### [STATED PROBLEM]
From the passage about the angel in the mission, retype word for word the part that opens with the words containing "The difficulty had" and closes with "it never was.".

### [SELECTION]
— start —

The difficulty had all of the substantiality of a mist evaporating before the
morning sun. It just simply faded away, like the old memory that it never was.
We walked together quietly, through the wooden doors of the church into the
cool confines of the adobe mission. Inside everything was painted with great
care and love. Sound seemed to lessen. In the air hung the sweet taste of the
earth.
In front of me, above the church’s altar, resided an angel, resplendent
with huge pure white wings, long hair, robe gently moving from an unseen wind,
and a face unlike any I have ever seen before—the epitome of peaceful
beauty and love. There was a reason the angel appeared as an archetypal image.
The projected hopes and wishes of centuries had created a thought form that
cloaked him like a mentally projected mirage. When anyone caught a rare glimpse
of the angel, he appeared as, well, an angel that one would expect in a movie
with really great special effects. Beyond this image, I could sense the foreverness
of the angel, extending into other realms beyond human under
standing. Tears began to sweep down my face. Our eyes met and I thought my
heart would cease to beat from all of the years of abuse and pain that still
dwelt within me.
My companion observed that something was going on that she could not see. She
asked me in a whisper. I told her about the angel. She could not see him. At
that time I had not come to the awareness that others could not always experience
what was common to my enhanced senses. In surprise, I thought to the angel, “I
can see you.”
The angel thought back, “You can see me.”
Angels do not talk with human words—even in thought.

— end —

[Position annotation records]
— start —

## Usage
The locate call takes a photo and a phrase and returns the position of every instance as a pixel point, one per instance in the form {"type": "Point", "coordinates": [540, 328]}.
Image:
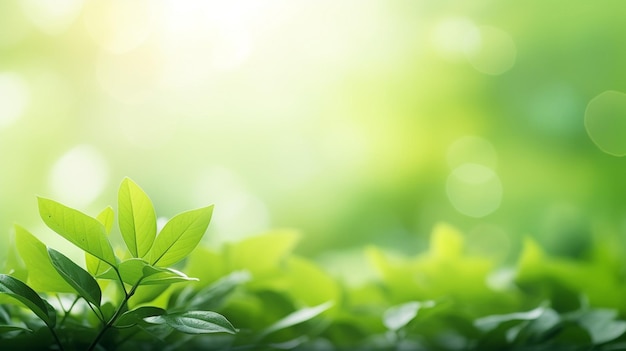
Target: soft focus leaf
{"type": "Point", "coordinates": [78, 278]}
{"type": "Point", "coordinates": [137, 218]}
{"type": "Point", "coordinates": [10, 328]}
{"type": "Point", "coordinates": [23, 293]}
{"type": "Point", "coordinates": [81, 230]}
{"type": "Point", "coordinates": [602, 325]}
{"type": "Point", "coordinates": [491, 322]}
{"type": "Point", "coordinates": [136, 316]}
{"type": "Point", "coordinates": [42, 275]}
{"type": "Point", "coordinates": [195, 322]}
{"type": "Point", "coordinates": [297, 317]}
{"type": "Point", "coordinates": [397, 317]}
{"type": "Point", "coordinates": [180, 236]}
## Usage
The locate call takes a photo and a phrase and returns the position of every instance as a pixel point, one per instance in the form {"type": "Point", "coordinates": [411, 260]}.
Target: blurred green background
{"type": "Point", "coordinates": [355, 122]}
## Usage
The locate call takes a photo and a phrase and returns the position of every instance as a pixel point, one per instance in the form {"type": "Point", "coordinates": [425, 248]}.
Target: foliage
{"type": "Point", "coordinates": [442, 299]}
{"type": "Point", "coordinates": [113, 319]}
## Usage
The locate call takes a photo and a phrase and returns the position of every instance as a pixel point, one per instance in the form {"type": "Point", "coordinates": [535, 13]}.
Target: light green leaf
{"type": "Point", "coordinates": [94, 264]}
{"type": "Point", "coordinates": [107, 217]}
{"type": "Point", "coordinates": [78, 278]}
{"type": "Point", "coordinates": [81, 230]}
{"type": "Point", "coordinates": [491, 322]}
{"type": "Point", "coordinates": [134, 269]}
{"type": "Point", "coordinates": [137, 218]}
{"type": "Point", "coordinates": [213, 295]}
{"type": "Point", "coordinates": [195, 322]}
{"type": "Point", "coordinates": [41, 274]}
{"type": "Point", "coordinates": [296, 317]}
{"type": "Point", "coordinates": [164, 276]}
{"type": "Point", "coordinates": [180, 236]}
{"type": "Point", "coordinates": [397, 317]}
{"type": "Point", "coordinates": [9, 328]}
{"type": "Point", "coordinates": [23, 293]}
{"type": "Point", "coordinates": [136, 316]}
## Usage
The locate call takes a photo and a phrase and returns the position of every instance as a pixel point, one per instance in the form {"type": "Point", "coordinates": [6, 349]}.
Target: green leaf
{"type": "Point", "coordinates": [9, 328]}
{"type": "Point", "coordinates": [136, 316]}
{"type": "Point", "coordinates": [78, 278]}
{"type": "Point", "coordinates": [296, 317]}
{"type": "Point", "coordinates": [81, 230]}
{"type": "Point", "coordinates": [180, 236]}
{"type": "Point", "coordinates": [137, 218]}
{"type": "Point", "coordinates": [601, 325]}
{"type": "Point", "coordinates": [106, 217]}
{"type": "Point", "coordinates": [491, 322]}
{"type": "Point", "coordinates": [213, 295]}
{"type": "Point", "coordinates": [397, 317]}
{"type": "Point", "coordinates": [23, 293]}
{"type": "Point", "coordinates": [42, 275]}
{"type": "Point", "coordinates": [94, 264]}
{"type": "Point", "coordinates": [195, 322]}
{"type": "Point", "coordinates": [164, 276]}
{"type": "Point", "coordinates": [134, 269]}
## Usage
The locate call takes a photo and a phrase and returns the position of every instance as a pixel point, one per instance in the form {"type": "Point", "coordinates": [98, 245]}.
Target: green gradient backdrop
{"type": "Point", "coordinates": [353, 121]}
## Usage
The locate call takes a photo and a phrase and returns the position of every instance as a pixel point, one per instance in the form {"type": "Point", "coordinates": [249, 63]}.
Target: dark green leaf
{"type": "Point", "coordinates": [133, 317]}
{"type": "Point", "coordinates": [23, 293]}
{"type": "Point", "coordinates": [78, 278]}
{"type": "Point", "coordinates": [180, 236]}
{"type": "Point", "coordinates": [81, 230]}
{"type": "Point", "coordinates": [601, 325]}
{"type": "Point", "coordinates": [137, 218]}
{"type": "Point", "coordinates": [42, 275]}
{"type": "Point", "coordinates": [195, 322]}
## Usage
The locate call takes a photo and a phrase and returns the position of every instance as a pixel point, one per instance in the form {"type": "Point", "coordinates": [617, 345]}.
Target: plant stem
{"type": "Point", "coordinates": [67, 313]}
{"type": "Point", "coordinates": [117, 313]}
{"type": "Point", "coordinates": [56, 337]}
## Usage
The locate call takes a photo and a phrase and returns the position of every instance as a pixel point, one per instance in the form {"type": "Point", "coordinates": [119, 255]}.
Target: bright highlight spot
{"type": "Point", "coordinates": [131, 77]}
{"type": "Point", "coordinates": [474, 190]}
{"type": "Point", "coordinates": [472, 149]}
{"type": "Point", "coordinates": [53, 17]}
{"type": "Point", "coordinates": [238, 213]}
{"type": "Point", "coordinates": [454, 37]}
{"type": "Point", "coordinates": [605, 121]}
{"type": "Point", "coordinates": [14, 96]}
{"type": "Point", "coordinates": [119, 26]}
{"type": "Point", "coordinates": [495, 52]}
{"type": "Point", "coordinates": [79, 176]}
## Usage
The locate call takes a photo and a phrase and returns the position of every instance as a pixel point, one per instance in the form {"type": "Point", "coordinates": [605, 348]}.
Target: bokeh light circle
{"type": "Point", "coordinates": [472, 149]}
{"type": "Point", "coordinates": [79, 176]}
{"type": "Point", "coordinates": [474, 190]}
{"type": "Point", "coordinates": [605, 121]}
{"type": "Point", "coordinates": [495, 54]}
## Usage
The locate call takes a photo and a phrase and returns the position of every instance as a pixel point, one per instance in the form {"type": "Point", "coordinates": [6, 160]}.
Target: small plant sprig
{"type": "Point", "coordinates": [147, 263]}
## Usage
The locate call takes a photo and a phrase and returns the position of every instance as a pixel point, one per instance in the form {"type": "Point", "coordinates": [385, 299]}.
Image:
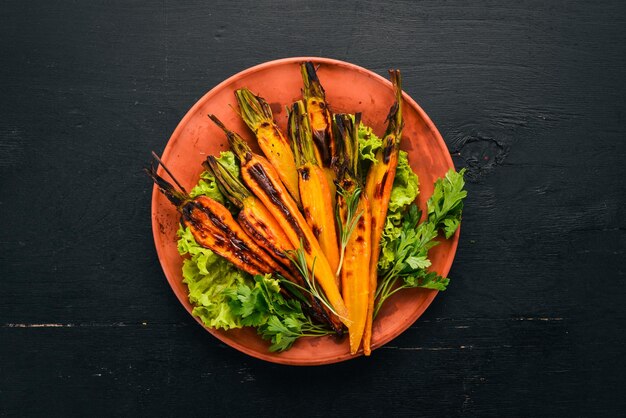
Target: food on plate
{"type": "Point", "coordinates": [312, 238]}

— end —

### [PROBLEM SOLUTION]
The difficulty had all of the substantiality of a mist evaporating before the
morning sun. It just simply faded away, like the old memory that it never was.